> _Records supplied_
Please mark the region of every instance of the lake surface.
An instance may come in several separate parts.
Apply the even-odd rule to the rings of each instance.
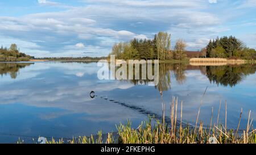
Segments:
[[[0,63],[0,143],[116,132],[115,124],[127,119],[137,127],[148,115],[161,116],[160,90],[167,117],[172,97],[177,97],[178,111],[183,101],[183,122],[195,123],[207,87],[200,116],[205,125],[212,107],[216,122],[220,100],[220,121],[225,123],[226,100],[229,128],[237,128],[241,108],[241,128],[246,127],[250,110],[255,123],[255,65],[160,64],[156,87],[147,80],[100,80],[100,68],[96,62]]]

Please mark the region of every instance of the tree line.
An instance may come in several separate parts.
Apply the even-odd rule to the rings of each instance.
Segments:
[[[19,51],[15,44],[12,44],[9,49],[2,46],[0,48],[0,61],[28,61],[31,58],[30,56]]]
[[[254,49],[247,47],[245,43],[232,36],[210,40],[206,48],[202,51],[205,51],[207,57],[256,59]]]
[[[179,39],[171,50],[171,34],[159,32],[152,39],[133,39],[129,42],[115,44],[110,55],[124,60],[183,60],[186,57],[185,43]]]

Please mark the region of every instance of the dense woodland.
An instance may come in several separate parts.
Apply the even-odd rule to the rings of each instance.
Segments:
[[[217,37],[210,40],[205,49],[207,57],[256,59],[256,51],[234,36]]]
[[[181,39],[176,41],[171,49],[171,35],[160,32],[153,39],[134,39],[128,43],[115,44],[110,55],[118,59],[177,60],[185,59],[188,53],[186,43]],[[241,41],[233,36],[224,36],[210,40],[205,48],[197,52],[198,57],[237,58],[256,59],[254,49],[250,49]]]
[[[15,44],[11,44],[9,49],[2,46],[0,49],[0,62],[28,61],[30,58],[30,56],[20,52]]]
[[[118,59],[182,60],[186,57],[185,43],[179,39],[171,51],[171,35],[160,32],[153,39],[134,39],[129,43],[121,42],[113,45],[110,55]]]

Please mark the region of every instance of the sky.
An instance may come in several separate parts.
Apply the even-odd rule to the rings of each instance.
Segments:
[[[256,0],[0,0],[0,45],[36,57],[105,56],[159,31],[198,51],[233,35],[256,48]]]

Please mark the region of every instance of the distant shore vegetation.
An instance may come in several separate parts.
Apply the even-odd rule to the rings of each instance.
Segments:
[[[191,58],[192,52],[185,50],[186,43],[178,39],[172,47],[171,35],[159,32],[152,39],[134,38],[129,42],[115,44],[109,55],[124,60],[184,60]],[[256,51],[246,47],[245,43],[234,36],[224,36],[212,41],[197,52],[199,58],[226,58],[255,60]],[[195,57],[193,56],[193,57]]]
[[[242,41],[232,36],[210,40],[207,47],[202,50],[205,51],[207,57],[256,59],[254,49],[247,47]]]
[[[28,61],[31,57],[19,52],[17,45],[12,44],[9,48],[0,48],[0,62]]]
--
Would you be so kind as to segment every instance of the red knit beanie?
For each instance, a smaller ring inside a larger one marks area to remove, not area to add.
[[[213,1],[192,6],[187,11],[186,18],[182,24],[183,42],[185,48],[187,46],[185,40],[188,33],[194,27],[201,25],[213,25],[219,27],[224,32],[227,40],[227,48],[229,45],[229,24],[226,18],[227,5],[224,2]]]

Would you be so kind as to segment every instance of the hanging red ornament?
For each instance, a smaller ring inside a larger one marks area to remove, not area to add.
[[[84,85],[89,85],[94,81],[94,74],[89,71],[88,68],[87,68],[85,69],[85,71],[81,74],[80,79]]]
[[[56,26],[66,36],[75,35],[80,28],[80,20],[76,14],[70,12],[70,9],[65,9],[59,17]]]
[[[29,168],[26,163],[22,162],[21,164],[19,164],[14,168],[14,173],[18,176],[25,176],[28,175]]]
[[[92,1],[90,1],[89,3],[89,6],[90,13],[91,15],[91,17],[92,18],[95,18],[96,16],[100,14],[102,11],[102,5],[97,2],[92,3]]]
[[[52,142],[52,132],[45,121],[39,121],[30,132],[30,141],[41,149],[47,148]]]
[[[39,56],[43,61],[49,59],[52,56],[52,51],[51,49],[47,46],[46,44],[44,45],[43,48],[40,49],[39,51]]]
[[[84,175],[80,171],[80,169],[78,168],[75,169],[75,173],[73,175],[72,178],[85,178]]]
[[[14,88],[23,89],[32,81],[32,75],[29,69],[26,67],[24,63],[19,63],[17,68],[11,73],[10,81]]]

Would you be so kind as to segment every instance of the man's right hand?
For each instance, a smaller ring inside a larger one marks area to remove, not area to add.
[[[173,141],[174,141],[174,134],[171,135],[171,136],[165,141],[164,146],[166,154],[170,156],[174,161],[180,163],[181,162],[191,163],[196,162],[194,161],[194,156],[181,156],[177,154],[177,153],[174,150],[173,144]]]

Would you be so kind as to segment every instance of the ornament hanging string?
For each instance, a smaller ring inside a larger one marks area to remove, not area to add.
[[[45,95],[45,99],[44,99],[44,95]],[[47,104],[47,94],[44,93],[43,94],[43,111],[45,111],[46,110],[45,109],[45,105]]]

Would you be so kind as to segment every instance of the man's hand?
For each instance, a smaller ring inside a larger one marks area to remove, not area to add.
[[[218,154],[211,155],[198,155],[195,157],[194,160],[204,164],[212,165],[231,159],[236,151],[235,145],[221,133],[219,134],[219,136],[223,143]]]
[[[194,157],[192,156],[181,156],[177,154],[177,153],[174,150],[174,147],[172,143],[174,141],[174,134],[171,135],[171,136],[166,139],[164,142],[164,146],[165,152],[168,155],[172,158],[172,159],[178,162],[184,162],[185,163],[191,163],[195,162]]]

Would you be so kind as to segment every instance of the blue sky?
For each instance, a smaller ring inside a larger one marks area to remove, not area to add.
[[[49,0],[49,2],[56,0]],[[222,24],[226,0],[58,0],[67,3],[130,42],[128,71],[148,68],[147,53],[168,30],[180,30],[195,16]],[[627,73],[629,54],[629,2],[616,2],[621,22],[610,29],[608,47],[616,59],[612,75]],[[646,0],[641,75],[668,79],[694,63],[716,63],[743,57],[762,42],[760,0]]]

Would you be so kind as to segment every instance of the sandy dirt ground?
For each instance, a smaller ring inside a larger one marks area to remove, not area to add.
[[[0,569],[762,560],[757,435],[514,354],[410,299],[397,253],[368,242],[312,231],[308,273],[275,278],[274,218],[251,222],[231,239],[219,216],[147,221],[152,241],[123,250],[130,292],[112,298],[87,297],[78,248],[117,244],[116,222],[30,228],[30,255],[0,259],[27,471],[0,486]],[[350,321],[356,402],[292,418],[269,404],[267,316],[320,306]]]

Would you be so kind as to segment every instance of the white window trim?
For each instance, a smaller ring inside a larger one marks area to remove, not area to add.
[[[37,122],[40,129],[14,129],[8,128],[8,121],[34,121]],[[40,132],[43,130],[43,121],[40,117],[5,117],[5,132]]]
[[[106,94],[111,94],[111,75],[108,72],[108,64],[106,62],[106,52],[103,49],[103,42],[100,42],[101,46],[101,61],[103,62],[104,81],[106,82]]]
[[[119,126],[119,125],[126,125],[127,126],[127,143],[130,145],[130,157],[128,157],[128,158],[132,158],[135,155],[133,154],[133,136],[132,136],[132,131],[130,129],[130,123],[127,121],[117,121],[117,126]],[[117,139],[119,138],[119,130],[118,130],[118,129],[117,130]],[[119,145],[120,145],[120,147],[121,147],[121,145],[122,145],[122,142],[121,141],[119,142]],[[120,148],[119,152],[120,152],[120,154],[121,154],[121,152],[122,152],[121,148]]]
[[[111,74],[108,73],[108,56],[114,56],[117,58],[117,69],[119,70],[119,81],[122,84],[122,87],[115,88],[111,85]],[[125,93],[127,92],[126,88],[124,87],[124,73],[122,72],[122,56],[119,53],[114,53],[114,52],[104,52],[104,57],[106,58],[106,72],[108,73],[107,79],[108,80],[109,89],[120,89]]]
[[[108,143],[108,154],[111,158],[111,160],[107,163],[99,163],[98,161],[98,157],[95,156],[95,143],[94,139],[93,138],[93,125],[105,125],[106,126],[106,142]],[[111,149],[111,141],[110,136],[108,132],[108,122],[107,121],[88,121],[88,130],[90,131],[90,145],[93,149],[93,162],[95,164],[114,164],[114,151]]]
...
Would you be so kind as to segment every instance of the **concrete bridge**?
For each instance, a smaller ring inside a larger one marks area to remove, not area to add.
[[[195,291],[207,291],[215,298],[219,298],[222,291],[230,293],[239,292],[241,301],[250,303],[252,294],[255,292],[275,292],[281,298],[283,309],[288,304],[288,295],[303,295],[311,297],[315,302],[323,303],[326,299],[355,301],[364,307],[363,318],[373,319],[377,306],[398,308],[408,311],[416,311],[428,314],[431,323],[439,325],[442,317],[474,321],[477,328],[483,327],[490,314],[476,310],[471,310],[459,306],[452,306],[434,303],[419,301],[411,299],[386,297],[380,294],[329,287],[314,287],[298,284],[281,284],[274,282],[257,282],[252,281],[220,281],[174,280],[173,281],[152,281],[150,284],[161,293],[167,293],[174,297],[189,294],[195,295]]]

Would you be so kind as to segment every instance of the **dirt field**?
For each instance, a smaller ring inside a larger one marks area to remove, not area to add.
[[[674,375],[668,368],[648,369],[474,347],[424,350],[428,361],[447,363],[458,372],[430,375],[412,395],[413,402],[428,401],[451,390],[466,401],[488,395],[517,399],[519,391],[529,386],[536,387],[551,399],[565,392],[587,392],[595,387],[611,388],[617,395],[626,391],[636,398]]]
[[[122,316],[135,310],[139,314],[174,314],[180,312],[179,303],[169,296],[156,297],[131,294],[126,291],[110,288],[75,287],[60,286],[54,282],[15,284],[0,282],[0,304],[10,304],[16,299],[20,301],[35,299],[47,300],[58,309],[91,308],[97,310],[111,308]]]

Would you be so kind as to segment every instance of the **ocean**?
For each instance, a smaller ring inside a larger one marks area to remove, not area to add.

> _What this task involves_
Rewrite the lines from the one containing "Please mark the region of every instance of the distant" through the one containing "[[[28,61],[31,57],[19,52],[17,45],[12,44],[9,48],[0,48],[0,62]]]", swapping "vegetation" for "foliage" and leaving everything else unchanged. Give only those lines.

> _Exercise solution_
Please mark the region of every instance of the distant shore foliage.
An instance may come in several separate parts.
Apply the even-odd rule to the rings of each instance.
Segments:
[[[191,58],[192,52],[185,50],[186,43],[178,39],[172,47],[171,35],[159,32],[152,39],[134,38],[129,42],[115,44],[109,55],[124,60],[184,60]],[[256,51],[246,47],[245,43],[234,36],[224,36],[212,41],[197,52],[199,58],[226,58],[255,60]],[[195,57],[193,56],[193,57]]]
[[[242,41],[232,36],[210,40],[207,47],[202,50],[205,51],[207,57],[256,59],[254,49],[247,47]]]
[[[28,61],[31,57],[19,52],[17,45],[12,44],[9,48],[0,48],[0,62]]]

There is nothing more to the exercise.